What this task involves:
Which lines in the material below contain the string "drawer"? Pick out every such line, treating uppercase and lowercase as different.

#####

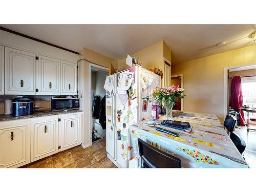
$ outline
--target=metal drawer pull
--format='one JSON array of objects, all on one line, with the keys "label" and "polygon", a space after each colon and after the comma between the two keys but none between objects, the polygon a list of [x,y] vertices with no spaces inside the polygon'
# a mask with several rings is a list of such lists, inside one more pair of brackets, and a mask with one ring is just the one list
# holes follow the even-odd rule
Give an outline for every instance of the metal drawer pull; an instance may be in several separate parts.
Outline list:
[{"label": "metal drawer pull", "polygon": [[13,132],[11,132],[11,141],[13,140]]},{"label": "metal drawer pull", "polygon": [[24,86],[24,80],[20,79],[20,87],[23,88]]}]

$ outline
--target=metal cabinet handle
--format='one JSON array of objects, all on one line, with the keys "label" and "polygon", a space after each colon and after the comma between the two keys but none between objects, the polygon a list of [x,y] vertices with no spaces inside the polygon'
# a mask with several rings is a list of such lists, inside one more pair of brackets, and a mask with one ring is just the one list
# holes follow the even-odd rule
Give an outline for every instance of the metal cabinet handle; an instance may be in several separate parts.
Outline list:
[{"label": "metal cabinet handle", "polygon": [[24,86],[24,80],[20,79],[20,87],[23,88]]},{"label": "metal cabinet handle", "polygon": [[11,132],[11,141],[13,140],[13,132]]}]

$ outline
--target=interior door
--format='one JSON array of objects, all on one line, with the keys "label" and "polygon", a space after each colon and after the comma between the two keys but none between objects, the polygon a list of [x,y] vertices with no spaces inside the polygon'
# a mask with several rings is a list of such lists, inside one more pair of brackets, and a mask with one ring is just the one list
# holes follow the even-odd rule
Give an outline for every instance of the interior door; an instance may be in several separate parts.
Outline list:
[{"label": "interior door", "polygon": [[58,152],[57,120],[54,116],[32,121],[31,162]]},{"label": "interior door", "polygon": [[5,48],[5,93],[35,95],[35,54]]},{"label": "interior door", "polygon": [[170,63],[164,57],[163,63],[163,85],[170,86]]},{"label": "interior door", "polygon": [[60,140],[61,151],[73,147],[81,143],[80,114],[62,115]]},{"label": "interior door", "polygon": [[29,122],[4,122],[0,127],[0,167],[18,167],[29,163]]},{"label": "interior door", "polygon": [[61,94],[62,95],[77,95],[76,63],[61,61]]},{"label": "interior door", "polygon": [[5,94],[5,47],[0,45],[0,95]]},{"label": "interior door", "polygon": [[60,61],[39,55],[37,65],[37,95],[60,95]]}]

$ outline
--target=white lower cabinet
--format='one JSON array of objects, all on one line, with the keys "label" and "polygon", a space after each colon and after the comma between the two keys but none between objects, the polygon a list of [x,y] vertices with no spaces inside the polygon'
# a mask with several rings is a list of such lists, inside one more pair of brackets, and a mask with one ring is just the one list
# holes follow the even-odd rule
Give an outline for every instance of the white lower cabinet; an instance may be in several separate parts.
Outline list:
[{"label": "white lower cabinet", "polygon": [[59,140],[61,151],[81,143],[81,114],[61,116]]},{"label": "white lower cabinet", "polygon": [[0,122],[0,168],[18,167],[81,144],[81,113]]},{"label": "white lower cabinet", "polygon": [[58,152],[57,115],[35,118],[31,131],[31,162]]},{"label": "white lower cabinet", "polygon": [[0,167],[17,167],[30,162],[30,121],[0,123]]}]

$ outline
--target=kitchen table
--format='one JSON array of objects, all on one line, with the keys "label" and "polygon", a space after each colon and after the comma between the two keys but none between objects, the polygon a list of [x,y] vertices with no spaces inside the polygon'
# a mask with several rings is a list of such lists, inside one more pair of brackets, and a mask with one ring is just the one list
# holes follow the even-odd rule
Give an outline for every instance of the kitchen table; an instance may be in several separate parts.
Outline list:
[{"label": "kitchen table", "polygon": [[[139,167],[138,139],[175,155],[182,167],[248,167],[216,115],[174,111],[175,120],[188,122],[193,130],[185,132],[176,129],[179,137],[159,132],[155,127],[143,125],[145,120],[131,125],[128,130],[124,158],[126,167]],[[160,120],[165,116],[160,117]]]}]

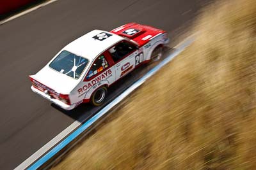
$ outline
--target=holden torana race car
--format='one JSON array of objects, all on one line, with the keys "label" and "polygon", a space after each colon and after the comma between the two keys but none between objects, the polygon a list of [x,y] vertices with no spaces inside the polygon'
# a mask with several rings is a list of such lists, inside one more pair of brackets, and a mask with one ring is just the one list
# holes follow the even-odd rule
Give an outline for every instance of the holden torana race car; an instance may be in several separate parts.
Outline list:
[{"label": "holden torana race car", "polygon": [[29,76],[31,89],[67,110],[83,103],[99,106],[110,85],[142,64],[159,60],[168,41],[164,31],[136,23],[110,32],[92,31]]}]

#####

Completed exercise:
--target=metal drawer pull
Give an outline for every instance of the metal drawer pull; an instance may be in several separate parts.
[{"label": "metal drawer pull", "polygon": [[13,132],[11,132],[11,141],[13,140]]},{"label": "metal drawer pull", "polygon": [[24,86],[24,80],[20,79],[20,87],[23,88]]}]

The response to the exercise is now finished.